Return exactly the span of lines that opens with the line containing "the white number" and closes with the last line of the data, inclusive.

═══ Input data ═══

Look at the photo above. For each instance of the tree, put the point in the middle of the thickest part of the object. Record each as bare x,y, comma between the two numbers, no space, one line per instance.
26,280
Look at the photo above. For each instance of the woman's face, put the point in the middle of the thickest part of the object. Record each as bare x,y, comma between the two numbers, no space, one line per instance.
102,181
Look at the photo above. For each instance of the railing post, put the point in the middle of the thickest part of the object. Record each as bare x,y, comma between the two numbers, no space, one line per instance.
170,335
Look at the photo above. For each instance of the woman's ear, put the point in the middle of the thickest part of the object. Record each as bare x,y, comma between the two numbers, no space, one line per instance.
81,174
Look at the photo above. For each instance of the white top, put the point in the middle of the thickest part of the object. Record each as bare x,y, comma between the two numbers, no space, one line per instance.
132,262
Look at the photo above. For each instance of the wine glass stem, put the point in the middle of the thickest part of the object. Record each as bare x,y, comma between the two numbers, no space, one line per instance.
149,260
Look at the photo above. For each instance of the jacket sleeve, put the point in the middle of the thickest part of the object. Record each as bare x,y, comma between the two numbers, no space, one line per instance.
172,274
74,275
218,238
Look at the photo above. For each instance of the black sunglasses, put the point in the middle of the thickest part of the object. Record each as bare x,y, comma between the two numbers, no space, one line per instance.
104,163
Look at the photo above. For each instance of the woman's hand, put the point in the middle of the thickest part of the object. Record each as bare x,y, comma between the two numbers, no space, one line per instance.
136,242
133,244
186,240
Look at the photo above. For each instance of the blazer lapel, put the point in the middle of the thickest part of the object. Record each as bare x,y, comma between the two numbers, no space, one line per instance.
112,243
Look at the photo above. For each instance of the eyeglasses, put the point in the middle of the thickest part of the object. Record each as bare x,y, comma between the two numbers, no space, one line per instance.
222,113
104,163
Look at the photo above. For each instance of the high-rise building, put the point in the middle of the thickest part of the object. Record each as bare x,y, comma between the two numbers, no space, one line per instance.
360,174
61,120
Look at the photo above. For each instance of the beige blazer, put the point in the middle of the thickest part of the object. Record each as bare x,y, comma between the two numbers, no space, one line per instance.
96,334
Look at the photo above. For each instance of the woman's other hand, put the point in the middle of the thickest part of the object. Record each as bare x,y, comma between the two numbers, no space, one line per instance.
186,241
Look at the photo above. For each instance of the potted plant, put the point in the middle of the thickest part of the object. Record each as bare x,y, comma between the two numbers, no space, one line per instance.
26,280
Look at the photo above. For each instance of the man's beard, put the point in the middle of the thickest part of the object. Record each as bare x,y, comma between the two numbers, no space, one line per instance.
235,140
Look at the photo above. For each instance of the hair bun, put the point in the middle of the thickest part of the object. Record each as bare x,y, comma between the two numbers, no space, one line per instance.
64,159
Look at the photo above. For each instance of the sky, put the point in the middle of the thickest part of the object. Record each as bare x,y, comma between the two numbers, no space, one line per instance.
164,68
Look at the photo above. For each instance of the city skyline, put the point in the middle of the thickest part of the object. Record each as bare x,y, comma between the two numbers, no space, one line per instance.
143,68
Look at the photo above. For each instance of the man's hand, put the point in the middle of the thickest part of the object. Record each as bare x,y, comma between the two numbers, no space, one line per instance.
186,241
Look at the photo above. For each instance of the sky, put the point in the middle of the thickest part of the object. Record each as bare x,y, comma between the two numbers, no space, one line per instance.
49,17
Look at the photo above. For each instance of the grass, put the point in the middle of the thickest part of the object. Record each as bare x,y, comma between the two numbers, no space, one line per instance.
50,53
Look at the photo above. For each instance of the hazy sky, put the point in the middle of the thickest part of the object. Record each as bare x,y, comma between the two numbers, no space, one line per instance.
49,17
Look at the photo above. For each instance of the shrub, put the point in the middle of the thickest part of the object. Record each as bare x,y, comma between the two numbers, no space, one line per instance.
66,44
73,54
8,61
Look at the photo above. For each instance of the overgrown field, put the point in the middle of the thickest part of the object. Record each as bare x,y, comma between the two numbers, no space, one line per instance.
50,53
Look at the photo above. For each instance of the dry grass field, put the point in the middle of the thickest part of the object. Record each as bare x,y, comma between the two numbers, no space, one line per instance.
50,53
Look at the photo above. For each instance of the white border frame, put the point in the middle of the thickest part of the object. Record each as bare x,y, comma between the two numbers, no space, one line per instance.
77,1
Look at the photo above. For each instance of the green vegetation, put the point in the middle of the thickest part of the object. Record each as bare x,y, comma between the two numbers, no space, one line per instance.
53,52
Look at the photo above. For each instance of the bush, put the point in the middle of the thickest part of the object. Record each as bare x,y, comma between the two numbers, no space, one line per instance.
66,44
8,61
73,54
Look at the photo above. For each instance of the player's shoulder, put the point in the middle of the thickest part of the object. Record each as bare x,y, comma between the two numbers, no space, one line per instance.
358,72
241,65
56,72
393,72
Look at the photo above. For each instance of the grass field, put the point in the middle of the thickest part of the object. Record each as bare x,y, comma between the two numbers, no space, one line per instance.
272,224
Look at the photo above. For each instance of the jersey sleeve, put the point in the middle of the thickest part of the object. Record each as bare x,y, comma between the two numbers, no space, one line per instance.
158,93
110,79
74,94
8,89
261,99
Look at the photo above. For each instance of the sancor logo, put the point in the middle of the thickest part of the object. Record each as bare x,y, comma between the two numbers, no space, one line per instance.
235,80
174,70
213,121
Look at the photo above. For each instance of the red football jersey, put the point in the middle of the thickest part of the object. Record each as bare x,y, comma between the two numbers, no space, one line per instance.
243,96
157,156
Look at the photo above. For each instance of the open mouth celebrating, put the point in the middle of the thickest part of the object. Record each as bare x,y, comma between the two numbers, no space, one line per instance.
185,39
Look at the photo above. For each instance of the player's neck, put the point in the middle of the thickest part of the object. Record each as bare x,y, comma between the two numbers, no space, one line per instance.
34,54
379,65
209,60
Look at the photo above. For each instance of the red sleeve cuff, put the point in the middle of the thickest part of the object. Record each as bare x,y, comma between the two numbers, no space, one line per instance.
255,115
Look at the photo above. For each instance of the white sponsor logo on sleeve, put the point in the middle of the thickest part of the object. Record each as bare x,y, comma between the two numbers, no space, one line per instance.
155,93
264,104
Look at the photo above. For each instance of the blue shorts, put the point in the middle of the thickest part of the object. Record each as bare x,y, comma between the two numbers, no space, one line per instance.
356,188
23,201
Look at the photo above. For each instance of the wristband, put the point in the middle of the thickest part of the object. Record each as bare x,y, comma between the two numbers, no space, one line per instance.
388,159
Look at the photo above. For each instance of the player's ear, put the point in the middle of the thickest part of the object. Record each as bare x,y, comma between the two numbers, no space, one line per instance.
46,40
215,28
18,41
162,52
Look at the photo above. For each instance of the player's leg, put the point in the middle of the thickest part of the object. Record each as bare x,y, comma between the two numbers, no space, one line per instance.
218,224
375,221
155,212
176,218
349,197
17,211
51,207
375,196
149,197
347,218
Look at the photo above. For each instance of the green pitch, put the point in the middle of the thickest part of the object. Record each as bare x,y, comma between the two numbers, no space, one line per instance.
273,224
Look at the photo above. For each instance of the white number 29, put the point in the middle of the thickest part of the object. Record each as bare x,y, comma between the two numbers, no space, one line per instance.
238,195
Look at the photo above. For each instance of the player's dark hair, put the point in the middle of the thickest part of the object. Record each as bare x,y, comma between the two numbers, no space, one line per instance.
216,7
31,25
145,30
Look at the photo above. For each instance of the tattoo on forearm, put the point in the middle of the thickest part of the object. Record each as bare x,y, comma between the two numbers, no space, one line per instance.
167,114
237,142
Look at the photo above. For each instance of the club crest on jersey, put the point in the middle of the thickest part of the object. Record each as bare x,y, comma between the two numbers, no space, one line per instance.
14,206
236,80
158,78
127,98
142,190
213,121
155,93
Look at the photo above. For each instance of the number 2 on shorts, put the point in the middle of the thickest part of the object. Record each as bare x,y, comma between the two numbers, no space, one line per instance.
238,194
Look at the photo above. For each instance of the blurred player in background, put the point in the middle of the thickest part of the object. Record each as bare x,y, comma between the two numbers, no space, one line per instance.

═══

- [Written reply]:
Look at the photo above. For each instance of the white number 29, put the point in the middle of the thickest part of the object. Record each as bare x,y, comma between the two numbers, no space, one line per instance.
238,195
Look at the photo above. For each instance of the player's dark hair, put the point in the middle of the thickest part of the object. Record each as bare x,y, comma between the two numbers, no space, one line per instance.
216,7
31,25
145,30
Look at the photo above. For each instance of the tattoo on forearm, put the point in the middle of the thickest part of the object. Record each as bare x,y, comma between the two numbers, no space, one line per instance.
167,114
237,142
Look at the photo above. For each instance of the club crest on jersey, put the point in the middle of the thickest part of the object. Record each as bare x,y, comma between the two numbers, no space, one line per instance.
14,206
236,80
158,78
127,98
142,190
213,121
155,93
Look at the photo above. For each instance of the number 2 on shorts, put the point in the middle of the thickest part of the object. Record each as bare x,y, comma between the two numbers, no space, one line per instance.
238,194
Look at the photo above. For each instance of the blurred player in background, put the point in the middle of the thickest part of the object. Record each as bare x,y, comma between the two numbers, no space, one line per instance.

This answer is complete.